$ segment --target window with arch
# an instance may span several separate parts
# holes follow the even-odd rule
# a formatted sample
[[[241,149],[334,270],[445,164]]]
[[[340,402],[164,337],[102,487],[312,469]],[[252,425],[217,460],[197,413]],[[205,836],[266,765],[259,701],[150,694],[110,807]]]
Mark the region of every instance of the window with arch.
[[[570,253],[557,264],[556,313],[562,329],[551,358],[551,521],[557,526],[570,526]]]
□ □ □
• _WRITTEN TASK_: Reproduce the data above in full, substituting "arched window" for every occurrence of "window with arch" and leaving everything else unchanged.

• _COMPLETE OUTPUT_:
$ segment --target arched window
# an instance may span several separate parts
# holes follow the even-odd rule
# a formatted sample
[[[241,149],[334,270],[445,164]]]
[[[340,402],[164,337],[102,487],[312,469]],[[252,425],[217,460],[197,413]],[[205,836],[266,765],[259,701],[150,694],[110,807]]]
Mark the region of every instance of the arched window.
[[[570,253],[557,264],[556,313],[562,329],[551,358],[551,521],[557,526],[570,526]]]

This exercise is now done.